Written exercise
Copy out the rows below character for character, starting at the line that contains "[mark] the concrete wall" and continuing through the last line of the rows. Include both the starting line and the final line.

Given entries

§

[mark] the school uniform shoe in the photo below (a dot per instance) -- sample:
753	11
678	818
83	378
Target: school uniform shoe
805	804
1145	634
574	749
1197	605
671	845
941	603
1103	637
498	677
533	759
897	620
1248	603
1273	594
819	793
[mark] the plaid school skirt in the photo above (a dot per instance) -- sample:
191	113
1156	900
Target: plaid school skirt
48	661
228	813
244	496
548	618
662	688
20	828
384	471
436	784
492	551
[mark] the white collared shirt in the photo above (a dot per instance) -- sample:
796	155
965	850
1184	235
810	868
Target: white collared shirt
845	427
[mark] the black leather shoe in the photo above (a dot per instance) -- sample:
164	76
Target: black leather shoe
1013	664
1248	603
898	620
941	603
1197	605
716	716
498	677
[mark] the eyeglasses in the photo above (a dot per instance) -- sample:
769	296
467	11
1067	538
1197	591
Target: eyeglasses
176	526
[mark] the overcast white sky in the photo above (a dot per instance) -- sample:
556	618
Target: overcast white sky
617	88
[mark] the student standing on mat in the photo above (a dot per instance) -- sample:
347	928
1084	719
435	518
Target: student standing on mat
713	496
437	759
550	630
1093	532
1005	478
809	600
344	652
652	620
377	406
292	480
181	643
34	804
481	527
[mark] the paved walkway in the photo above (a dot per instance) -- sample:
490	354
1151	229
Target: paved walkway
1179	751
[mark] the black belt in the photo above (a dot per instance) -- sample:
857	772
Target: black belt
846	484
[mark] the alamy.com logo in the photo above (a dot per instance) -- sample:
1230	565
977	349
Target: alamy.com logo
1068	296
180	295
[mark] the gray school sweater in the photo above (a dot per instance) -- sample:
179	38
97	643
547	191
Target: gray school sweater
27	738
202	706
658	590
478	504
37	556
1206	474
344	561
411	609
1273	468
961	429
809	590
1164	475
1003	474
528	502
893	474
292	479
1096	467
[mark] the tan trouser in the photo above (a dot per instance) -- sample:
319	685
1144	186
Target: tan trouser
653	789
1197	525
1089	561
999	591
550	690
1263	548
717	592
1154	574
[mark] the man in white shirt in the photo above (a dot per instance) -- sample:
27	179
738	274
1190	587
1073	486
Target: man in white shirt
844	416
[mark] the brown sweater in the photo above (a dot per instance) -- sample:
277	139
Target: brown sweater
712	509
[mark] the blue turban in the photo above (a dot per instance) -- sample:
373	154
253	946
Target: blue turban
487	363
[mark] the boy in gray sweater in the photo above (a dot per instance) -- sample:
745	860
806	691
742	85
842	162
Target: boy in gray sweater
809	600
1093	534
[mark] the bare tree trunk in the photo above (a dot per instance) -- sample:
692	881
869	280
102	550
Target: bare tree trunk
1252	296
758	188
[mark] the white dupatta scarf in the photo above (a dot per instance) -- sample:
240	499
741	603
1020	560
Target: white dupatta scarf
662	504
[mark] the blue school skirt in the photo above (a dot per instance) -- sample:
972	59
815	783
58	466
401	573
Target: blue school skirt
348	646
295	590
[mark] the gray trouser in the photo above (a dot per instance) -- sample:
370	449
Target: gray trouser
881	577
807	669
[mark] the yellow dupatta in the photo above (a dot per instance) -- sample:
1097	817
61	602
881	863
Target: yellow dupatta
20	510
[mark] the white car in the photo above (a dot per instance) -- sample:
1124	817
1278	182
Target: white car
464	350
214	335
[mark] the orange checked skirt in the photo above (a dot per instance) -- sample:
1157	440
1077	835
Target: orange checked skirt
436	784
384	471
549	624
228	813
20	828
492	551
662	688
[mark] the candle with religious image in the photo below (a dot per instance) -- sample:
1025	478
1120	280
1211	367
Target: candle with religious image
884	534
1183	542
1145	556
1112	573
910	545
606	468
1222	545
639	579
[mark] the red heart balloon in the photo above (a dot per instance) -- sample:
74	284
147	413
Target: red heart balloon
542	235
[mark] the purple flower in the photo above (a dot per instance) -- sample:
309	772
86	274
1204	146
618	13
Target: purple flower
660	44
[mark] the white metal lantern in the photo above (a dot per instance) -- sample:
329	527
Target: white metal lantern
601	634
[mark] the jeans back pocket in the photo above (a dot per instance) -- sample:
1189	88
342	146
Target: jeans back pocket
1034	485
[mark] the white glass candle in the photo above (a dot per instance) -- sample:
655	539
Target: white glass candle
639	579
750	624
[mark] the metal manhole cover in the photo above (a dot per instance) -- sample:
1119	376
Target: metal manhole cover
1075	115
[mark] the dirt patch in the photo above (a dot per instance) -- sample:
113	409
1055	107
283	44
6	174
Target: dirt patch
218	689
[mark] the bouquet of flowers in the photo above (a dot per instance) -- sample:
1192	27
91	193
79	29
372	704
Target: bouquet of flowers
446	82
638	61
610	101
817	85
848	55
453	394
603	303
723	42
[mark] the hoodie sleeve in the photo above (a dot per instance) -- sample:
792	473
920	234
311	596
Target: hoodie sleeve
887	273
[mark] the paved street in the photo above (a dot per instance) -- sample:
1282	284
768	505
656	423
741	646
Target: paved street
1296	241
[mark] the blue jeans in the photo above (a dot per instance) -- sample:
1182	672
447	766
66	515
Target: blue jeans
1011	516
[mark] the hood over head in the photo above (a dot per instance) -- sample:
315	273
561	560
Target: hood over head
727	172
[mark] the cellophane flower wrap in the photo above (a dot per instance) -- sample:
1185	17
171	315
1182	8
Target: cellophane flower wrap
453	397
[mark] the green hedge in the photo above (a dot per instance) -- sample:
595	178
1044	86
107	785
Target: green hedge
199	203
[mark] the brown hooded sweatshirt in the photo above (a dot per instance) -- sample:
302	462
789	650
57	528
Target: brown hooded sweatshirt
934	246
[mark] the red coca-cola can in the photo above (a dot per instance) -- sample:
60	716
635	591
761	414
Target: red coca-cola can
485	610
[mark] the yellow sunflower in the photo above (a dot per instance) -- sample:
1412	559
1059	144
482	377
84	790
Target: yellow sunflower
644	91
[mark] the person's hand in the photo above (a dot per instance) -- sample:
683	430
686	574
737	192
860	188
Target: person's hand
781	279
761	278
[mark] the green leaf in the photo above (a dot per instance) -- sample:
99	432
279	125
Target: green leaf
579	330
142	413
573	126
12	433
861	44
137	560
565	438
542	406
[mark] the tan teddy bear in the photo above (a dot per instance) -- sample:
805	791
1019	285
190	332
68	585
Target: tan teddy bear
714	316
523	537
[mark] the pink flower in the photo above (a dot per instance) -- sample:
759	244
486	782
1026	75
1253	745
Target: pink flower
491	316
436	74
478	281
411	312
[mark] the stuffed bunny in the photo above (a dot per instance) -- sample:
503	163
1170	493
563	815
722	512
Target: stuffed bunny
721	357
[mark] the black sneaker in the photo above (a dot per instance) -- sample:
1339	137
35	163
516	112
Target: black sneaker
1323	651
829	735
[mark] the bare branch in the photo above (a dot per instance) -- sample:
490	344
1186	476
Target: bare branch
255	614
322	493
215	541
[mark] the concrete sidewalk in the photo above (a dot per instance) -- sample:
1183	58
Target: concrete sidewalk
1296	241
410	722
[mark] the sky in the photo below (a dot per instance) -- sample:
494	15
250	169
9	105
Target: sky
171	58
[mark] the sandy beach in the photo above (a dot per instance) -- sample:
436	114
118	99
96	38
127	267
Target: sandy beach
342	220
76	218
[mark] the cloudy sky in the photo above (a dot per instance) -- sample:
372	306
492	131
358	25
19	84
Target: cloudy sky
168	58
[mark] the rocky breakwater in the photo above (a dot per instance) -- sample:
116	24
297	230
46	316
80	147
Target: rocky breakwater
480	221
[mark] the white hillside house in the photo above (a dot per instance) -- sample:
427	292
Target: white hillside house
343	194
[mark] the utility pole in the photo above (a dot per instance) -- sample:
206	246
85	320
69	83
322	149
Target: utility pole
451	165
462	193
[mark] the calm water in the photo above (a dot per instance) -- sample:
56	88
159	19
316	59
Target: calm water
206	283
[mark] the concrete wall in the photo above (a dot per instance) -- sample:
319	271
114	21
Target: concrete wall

§

Response to the task
[mark] the concrete wall in the photo above (a dot per instance) -- sample:
319	271
114	21
Target: concrete wall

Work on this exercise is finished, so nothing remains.